▸ Il tuo compito: Riscrivi tutte le righe del materiale, incluse quelle senza coordinate, comprese tra la riga che contiene "spot the striped throw blanket." e la fine del materiale, estremi inclusi. Somma 132 a ciascuna coordinata delle risposte.
========
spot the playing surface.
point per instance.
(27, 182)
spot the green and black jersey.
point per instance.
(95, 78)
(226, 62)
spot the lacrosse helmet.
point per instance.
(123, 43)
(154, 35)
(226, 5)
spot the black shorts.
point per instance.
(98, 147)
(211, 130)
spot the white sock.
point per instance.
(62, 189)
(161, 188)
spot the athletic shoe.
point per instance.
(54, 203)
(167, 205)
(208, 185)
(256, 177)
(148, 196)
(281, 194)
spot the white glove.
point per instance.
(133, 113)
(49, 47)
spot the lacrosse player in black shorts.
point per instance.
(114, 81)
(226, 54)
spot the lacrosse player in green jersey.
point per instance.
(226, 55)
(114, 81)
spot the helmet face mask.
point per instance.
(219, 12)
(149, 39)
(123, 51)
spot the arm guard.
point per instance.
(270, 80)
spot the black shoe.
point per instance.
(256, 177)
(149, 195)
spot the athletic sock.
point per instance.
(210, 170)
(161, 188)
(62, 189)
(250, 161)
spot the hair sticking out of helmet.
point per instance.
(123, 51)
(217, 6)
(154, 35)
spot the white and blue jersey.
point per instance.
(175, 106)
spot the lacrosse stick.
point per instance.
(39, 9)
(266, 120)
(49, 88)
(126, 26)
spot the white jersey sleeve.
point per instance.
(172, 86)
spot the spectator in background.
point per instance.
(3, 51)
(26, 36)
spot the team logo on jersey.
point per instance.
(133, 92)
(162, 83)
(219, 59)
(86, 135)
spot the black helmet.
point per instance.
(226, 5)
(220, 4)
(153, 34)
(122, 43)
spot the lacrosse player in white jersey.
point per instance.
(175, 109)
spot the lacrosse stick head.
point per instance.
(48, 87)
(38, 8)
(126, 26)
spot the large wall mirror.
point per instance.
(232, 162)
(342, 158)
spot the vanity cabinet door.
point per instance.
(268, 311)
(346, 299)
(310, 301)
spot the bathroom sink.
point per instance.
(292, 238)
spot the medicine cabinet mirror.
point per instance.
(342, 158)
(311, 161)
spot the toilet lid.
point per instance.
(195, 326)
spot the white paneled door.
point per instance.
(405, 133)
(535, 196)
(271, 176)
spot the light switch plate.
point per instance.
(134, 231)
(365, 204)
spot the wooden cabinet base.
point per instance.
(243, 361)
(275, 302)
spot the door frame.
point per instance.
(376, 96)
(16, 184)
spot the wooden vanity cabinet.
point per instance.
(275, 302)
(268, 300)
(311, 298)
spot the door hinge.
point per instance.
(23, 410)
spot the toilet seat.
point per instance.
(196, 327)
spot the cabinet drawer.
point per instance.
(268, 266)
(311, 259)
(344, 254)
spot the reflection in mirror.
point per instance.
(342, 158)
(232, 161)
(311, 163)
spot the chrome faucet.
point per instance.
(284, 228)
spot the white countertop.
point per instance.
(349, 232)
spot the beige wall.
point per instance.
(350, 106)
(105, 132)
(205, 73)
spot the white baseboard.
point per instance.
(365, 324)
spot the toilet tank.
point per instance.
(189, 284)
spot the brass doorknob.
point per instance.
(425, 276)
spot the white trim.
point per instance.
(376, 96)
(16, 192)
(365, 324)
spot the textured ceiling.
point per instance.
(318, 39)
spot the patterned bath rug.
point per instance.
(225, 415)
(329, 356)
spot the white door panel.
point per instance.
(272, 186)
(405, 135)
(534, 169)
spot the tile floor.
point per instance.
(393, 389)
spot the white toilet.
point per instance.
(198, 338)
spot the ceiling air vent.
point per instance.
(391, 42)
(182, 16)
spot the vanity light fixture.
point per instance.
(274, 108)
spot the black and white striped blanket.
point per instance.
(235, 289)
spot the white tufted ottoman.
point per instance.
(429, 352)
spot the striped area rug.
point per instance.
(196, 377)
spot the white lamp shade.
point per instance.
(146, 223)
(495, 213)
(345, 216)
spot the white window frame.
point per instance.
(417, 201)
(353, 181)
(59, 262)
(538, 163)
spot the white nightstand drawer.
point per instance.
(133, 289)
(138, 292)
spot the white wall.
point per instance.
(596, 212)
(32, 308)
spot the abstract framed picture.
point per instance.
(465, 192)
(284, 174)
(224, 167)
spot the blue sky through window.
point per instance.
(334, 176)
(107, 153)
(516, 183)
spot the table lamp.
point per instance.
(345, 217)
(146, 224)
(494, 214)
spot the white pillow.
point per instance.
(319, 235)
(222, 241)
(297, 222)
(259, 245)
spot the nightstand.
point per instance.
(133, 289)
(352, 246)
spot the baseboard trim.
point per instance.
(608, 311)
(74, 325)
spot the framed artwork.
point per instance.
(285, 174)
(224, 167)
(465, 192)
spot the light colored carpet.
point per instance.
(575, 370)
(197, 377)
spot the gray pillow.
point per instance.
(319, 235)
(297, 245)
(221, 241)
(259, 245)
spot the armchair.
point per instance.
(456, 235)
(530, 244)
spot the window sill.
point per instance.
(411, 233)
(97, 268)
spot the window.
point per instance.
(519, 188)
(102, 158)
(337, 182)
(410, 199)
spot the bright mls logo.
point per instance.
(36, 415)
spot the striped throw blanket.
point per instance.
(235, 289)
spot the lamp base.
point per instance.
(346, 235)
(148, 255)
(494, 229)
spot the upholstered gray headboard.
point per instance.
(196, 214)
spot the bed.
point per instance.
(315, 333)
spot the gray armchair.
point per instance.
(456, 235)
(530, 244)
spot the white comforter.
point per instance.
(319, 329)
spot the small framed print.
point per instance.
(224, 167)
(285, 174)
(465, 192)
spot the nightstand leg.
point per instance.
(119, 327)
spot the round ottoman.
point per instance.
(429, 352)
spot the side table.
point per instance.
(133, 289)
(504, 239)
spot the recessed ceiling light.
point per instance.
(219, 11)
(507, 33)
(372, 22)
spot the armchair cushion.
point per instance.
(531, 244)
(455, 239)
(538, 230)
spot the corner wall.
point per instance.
========
▸ Risposta:
spot the striped throw blanket.
point per instance.
(367, 421)
spot the lamp base.
point per instance.
(478, 367)
(280, 387)
(626, 361)
spot the upholstered gray headboard.
point per instance.
(328, 346)
spot the bed.
point per instance.
(447, 465)
spot the gray armchair.
point per instance.
(588, 367)
(662, 376)
spot the white comforter.
point per instance.
(451, 461)
spot the small framed print.
point per instance.
(356, 299)
(417, 306)
(597, 324)
spot the nightstand leg.
point per instance.
(251, 459)
spot the round ottoman.
point per instance.
(561, 484)
spot the side table.
point per instance.
(265, 421)
(636, 371)
spot the recessed ceiling light.
point per instance.
(351, 143)
(639, 165)
(504, 154)
spot the armchair cushion.
point per instance.
(663, 376)
(587, 371)
(670, 362)
spot the corner wall.
point per instance.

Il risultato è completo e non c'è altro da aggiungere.